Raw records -
------------------------------------------------

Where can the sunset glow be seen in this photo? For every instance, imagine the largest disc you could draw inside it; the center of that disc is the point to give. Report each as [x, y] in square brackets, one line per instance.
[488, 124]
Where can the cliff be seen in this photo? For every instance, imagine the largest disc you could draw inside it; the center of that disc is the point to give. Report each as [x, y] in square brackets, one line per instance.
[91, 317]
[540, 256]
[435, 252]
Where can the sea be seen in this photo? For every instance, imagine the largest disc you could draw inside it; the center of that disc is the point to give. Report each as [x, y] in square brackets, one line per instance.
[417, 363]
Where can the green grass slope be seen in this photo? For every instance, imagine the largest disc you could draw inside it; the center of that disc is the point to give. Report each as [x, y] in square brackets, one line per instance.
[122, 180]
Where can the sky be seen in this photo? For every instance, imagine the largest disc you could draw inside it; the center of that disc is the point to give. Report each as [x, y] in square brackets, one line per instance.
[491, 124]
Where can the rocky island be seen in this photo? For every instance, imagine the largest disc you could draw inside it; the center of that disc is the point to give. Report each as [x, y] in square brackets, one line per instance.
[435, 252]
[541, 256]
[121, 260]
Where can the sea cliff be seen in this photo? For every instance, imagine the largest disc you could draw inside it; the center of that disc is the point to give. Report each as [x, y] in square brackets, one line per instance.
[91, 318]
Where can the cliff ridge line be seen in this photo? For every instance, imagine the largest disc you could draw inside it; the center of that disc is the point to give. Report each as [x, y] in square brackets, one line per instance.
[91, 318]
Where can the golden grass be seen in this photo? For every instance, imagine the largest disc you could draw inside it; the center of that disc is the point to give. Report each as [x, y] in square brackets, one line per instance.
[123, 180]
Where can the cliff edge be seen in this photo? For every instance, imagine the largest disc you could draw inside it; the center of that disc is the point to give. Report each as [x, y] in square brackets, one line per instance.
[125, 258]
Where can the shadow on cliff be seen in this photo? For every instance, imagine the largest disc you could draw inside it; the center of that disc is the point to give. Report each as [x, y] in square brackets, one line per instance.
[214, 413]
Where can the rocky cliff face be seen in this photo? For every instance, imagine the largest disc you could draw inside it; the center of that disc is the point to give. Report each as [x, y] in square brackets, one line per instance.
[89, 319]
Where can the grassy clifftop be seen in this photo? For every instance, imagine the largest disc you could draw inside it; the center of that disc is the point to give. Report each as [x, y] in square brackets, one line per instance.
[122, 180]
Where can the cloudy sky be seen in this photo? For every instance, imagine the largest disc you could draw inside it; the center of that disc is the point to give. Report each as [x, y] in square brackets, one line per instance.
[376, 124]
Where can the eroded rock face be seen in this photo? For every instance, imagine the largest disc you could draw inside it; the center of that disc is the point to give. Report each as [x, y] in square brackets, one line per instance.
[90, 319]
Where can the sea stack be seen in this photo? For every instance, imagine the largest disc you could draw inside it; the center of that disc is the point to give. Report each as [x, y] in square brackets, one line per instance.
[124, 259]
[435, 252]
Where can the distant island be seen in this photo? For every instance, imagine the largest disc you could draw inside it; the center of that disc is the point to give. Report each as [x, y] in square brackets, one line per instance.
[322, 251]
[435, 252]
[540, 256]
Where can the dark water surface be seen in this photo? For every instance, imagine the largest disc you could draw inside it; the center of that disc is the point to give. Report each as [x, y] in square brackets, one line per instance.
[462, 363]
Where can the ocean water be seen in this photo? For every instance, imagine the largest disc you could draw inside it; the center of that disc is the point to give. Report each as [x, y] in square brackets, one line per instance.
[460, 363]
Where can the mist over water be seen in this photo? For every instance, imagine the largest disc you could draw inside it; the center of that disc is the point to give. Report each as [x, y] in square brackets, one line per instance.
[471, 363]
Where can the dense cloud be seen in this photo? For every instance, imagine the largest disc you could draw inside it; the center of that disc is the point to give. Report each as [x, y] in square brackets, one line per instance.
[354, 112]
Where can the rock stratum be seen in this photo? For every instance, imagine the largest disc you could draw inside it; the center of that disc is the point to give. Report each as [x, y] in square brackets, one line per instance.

------------------------------------------------

YOUR OBJECTIVE - Reproduce the lines of the material verbatim, beginning with the line that contains "Where can the dense" and continuing through the final line of the material.

ANSWER IN FULL -
Where can the dense cloud be seen in this photo? For every instance, imagine the largest disc you could draw inside it; the center of that disc is the point to give. Report each as [x, y] in square brackets, one line per instance.
[354, 112]
Where can the rock stratum be seen in this photo? For every instance, imagine the largest disc you could draw inside it; the center of that disc is the point to give. Report each as [x, y] in square brackets, one line per instance.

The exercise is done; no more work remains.